DESCRIPTION OF THE TASK >>
Convert the entries into a two-column CSV with the header row "prompt,answer", one row per entry. Put each entry's text and its answer in a single quoted field each, with line breaks replaced by spaces.

-- BEGIN --

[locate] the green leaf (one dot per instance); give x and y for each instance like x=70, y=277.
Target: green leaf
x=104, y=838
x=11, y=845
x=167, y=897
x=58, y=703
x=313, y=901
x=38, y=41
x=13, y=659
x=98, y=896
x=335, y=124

-- END --

EXPECTED ANSWER >>
prompt,answer
"[locate] the green leaf (one dot per instance); give x and y for each instance like x=70, y=277. Target: green leaf","x=104, y=838 x=11, y=845 x=167, y=897 x=58, y=703 x=313, y=901 x=38, y=41 x=13, y=659 x=98, y=896 x=335, y=124"